**SOURCE EXTRACT**
--------------------------------------------------

Abstract: American surgical education has a rich heritage, and its programs produce some of the best trained and most competent surgeons. Although surgery residency training has changed little since its formulation by Halsted at the beginning of the last century, surgery residency and fellowship programs continue to maintain high standards because they are highly structured, monitored, evaluated, and credentialed.
At the dawn of the 21st Century, however, numerous forces for change are impacting medical education in general and surgical training in particular. On the one hand, the explosion of knowledge from the advances of science, systems, and information technology provide new opportunities to improve our training programs. On the other hand, as the public has become increasingly better informed about its healthcare needs and safety, its expectation has shifted and now increasingly demands advanced and specialized care. Contrary to earlier predictions of excess physicians by 2010, we appear to be on the threshold of a shortage in physician workforce. This impending shortage should be viewed in the context of Association of American Medical Colleges (AAMC) data, which show that the number of applicants to medical schools in the United States has declined by 25% since 1996. Now, nearly 50% of students entering medical school are women. The average U.S. medical student now graduates with a debt in excess of $100,000. Students of both genders are increasingly selecting specialties with more controllable lifestyles than general surgery. Furthermore, general surgery residencies experience an attrition rate of nearly 20%, primarily because of lifestyle concerns of residents. Major changes have occurred and more are foreseen in the practice of surgery. Much clinical care has moved from the inpatient hospital setting to the outpatient, and the length of stay for inpatients has significantly decreased. These shifts have resulted in a significant impact on both undergraduate and graduate medical/surgical education. Surgical care is moving from discipline-based to disease-based practice in which surgeons will increasingly practice within a team of experts. How do we train surgeons to be leaders of such multidisciplinary teams?

--------------------------------------------------

Dataset entries:
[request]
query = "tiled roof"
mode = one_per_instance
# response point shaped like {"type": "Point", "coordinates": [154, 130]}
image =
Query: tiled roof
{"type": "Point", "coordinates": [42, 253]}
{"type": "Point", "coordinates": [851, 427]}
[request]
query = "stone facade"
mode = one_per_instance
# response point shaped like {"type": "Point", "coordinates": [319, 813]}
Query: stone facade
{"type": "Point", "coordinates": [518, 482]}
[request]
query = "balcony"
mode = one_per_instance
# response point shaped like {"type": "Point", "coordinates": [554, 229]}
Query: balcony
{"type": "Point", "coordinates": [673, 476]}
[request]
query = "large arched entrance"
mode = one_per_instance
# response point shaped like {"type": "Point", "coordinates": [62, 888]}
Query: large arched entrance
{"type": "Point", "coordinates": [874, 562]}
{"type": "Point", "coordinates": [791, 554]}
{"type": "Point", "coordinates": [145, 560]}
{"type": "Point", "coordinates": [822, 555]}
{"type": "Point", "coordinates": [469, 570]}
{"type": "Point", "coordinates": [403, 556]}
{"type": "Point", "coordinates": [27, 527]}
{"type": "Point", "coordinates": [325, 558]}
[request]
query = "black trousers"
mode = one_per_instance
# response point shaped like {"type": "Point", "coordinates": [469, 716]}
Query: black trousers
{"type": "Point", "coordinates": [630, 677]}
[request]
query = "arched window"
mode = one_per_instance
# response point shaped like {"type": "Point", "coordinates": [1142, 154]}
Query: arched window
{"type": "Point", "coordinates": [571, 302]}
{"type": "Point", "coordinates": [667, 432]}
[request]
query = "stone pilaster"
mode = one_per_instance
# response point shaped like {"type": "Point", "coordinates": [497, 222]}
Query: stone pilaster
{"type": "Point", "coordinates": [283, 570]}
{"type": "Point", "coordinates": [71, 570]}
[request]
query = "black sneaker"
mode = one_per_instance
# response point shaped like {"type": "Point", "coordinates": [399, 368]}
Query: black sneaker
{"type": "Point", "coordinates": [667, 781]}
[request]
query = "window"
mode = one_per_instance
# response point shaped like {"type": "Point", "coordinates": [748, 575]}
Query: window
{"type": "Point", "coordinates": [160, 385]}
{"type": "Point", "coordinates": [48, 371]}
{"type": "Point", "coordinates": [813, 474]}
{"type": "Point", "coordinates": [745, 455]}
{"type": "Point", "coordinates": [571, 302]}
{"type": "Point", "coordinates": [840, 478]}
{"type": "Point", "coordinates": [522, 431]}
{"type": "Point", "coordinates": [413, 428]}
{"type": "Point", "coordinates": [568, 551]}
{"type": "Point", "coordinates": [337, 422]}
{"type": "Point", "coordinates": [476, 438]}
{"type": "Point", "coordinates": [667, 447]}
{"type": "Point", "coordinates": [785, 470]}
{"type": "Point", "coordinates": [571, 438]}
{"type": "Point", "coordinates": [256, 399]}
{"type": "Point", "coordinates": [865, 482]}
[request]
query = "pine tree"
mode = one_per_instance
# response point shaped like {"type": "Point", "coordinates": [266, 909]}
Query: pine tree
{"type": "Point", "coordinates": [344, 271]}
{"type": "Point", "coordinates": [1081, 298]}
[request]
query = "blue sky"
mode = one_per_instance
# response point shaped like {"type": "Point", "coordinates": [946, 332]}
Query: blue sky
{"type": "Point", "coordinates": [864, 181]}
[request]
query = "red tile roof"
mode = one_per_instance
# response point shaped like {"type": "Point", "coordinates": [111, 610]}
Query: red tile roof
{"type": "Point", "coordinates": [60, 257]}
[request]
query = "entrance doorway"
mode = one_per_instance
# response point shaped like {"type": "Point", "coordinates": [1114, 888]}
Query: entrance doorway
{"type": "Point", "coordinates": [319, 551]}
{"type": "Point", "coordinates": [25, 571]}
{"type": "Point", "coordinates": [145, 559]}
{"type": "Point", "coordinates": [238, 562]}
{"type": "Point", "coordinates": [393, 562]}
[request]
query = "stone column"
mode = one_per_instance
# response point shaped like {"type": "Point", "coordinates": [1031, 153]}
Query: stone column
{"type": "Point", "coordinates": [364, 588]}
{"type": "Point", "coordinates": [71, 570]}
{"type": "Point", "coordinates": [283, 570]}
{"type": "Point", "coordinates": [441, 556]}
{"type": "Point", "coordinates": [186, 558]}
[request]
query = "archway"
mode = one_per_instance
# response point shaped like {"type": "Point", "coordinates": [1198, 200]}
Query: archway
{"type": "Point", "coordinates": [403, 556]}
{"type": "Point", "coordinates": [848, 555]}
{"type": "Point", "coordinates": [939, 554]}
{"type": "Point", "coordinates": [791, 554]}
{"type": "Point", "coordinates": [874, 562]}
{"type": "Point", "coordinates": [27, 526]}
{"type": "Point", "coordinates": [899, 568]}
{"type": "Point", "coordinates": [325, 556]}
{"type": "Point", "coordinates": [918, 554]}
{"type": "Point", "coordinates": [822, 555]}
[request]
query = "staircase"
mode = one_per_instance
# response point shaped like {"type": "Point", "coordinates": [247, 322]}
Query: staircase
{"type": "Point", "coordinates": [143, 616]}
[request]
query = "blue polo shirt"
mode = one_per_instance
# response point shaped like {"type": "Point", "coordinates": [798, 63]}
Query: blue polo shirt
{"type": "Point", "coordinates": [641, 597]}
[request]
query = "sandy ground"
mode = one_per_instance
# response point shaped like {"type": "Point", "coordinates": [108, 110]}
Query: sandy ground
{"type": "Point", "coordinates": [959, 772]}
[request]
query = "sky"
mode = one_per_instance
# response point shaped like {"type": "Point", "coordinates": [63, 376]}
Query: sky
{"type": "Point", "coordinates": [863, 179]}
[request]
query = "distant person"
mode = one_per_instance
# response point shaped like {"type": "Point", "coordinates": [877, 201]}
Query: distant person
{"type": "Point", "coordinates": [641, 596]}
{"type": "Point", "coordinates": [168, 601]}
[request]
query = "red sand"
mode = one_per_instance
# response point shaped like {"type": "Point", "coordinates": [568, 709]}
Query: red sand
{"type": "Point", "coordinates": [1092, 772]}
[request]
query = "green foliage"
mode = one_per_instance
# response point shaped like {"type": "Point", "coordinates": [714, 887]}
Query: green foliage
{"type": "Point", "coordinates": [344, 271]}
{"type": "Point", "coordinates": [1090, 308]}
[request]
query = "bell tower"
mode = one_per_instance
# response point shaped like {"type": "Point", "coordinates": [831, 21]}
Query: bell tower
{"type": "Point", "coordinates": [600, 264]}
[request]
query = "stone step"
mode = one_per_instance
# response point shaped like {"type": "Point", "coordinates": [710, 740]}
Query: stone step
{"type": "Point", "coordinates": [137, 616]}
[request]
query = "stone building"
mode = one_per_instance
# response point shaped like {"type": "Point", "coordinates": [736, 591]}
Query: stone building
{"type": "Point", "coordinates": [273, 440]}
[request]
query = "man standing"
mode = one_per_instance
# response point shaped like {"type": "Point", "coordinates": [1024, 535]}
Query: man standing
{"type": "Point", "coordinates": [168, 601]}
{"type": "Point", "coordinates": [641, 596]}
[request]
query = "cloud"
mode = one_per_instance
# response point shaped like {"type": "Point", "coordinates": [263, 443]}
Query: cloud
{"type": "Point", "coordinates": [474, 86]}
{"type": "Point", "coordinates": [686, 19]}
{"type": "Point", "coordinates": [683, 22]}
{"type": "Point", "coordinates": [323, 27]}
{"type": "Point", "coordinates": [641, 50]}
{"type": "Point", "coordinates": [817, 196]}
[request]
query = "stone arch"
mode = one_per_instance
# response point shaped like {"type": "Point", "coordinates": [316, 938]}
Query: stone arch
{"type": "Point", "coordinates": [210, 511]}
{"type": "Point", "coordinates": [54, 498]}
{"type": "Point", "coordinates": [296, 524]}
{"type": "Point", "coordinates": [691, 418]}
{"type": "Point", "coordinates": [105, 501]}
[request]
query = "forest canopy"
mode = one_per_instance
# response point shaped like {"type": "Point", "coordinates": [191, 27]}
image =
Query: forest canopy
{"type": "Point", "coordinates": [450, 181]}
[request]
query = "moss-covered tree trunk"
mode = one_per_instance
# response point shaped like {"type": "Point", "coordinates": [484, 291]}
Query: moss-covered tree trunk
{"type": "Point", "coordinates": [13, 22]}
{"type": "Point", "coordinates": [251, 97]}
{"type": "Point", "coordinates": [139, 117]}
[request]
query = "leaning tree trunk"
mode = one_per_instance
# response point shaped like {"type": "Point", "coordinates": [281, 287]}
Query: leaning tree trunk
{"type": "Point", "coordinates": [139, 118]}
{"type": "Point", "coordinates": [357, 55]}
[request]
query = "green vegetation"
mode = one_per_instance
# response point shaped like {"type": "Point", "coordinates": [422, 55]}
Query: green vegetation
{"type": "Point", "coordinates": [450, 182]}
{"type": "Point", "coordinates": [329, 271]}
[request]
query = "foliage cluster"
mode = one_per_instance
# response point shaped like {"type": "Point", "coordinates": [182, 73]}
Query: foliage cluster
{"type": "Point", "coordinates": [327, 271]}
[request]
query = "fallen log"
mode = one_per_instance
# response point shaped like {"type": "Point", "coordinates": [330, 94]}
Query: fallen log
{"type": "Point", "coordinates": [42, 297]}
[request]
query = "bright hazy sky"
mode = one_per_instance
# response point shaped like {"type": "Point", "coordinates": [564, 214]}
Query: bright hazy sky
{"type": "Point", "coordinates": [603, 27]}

--------------------------------------------------

**WHAT YOU WILL DO**
Pick up the surgical education abstract above where it stops and continue it.

**ANSWER FOR THIS EXERCISE**
Recognizing the multitude of changes taking place, and spearheaded by the Presidential Address at the 2002 annual meeting of the American Surgical Association (ASA), the ASA Council in partnership with the American College of Surgeons (ACS), the American Board of Surgery (ABS), and the Resident Review Committee for Surgery (RRC-S), established a Blue Ribbon Committee on Surgical Education in June 2002. The Committee was charged with examining the multitude of forces impacting health care and making recommendations regarding the changes needed in surgical education to enhance the training of surgeons to serve all the surgical needs of the nation, and to keep training and research in surgery at the cutting edge in the 21st Century.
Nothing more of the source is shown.